* Input rows:
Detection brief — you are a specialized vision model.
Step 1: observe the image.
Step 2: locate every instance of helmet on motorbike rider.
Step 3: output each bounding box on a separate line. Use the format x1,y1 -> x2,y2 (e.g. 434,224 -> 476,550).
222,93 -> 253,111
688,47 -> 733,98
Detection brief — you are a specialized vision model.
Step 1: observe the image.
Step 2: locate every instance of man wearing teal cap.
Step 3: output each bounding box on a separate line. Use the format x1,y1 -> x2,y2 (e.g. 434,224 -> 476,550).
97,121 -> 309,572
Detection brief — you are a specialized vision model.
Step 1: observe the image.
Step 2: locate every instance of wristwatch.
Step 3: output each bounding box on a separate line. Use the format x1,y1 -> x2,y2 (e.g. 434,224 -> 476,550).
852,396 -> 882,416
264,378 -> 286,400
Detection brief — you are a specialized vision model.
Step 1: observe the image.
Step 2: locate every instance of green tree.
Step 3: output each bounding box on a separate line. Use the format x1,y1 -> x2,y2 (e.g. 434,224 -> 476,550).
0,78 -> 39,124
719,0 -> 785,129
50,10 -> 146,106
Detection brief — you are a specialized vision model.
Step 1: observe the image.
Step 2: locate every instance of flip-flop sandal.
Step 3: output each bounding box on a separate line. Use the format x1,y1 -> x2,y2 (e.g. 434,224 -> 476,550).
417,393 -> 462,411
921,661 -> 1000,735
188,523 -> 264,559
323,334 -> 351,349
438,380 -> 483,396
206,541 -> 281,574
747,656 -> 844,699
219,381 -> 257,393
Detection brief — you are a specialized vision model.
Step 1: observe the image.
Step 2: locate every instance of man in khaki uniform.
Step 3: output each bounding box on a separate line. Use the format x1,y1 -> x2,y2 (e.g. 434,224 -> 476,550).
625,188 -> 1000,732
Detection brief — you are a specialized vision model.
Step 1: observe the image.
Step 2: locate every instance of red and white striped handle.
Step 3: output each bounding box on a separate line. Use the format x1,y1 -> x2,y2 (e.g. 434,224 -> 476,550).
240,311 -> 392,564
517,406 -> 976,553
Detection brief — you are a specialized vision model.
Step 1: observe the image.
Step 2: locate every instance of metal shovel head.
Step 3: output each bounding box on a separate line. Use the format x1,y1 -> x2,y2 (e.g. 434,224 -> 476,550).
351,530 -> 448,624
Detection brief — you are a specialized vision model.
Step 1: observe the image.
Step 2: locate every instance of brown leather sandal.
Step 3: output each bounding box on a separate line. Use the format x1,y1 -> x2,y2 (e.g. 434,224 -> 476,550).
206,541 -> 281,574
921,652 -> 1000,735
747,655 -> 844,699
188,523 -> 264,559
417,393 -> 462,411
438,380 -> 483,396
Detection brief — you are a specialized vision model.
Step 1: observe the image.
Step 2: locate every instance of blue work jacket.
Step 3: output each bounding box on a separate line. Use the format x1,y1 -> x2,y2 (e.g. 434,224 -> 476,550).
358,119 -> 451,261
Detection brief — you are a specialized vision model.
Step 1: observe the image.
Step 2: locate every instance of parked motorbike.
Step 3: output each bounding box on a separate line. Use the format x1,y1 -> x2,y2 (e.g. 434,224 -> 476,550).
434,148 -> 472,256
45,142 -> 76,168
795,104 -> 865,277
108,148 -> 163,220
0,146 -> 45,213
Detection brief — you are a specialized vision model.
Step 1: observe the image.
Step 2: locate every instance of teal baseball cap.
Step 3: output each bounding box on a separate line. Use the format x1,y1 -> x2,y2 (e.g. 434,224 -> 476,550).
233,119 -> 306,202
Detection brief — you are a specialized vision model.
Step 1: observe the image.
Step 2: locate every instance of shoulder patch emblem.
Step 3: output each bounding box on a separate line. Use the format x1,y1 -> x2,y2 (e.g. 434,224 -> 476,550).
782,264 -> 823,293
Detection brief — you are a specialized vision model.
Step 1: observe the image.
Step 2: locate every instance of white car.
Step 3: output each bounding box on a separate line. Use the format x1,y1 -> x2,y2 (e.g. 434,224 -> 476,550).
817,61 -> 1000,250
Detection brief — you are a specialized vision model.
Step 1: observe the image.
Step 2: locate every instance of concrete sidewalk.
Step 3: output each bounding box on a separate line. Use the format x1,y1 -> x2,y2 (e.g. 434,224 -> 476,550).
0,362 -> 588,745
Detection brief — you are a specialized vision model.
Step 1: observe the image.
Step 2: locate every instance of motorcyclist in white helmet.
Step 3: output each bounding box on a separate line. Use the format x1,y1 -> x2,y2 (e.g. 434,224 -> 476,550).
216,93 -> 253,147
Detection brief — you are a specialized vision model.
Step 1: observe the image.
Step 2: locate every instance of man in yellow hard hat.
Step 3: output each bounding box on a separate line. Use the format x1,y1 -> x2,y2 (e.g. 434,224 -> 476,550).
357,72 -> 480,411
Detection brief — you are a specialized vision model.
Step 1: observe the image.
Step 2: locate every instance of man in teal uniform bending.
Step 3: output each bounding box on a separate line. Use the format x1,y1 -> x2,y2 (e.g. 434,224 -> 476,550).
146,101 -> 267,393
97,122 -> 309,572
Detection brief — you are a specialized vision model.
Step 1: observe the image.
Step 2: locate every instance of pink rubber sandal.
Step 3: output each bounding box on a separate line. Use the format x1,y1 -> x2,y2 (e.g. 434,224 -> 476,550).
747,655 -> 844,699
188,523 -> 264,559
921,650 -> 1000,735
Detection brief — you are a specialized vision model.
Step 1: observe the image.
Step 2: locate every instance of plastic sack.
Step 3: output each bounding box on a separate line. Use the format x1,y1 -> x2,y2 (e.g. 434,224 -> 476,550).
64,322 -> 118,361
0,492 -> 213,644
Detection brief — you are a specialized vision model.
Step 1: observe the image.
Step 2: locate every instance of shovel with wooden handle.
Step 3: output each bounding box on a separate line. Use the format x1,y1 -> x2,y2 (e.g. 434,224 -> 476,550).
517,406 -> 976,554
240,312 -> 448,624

* What needs to be done: Count the lines in the listing above that contain the string "uniform", treating uppercase and lowercase as different, and reply with only that number.

* Exercise solution: 2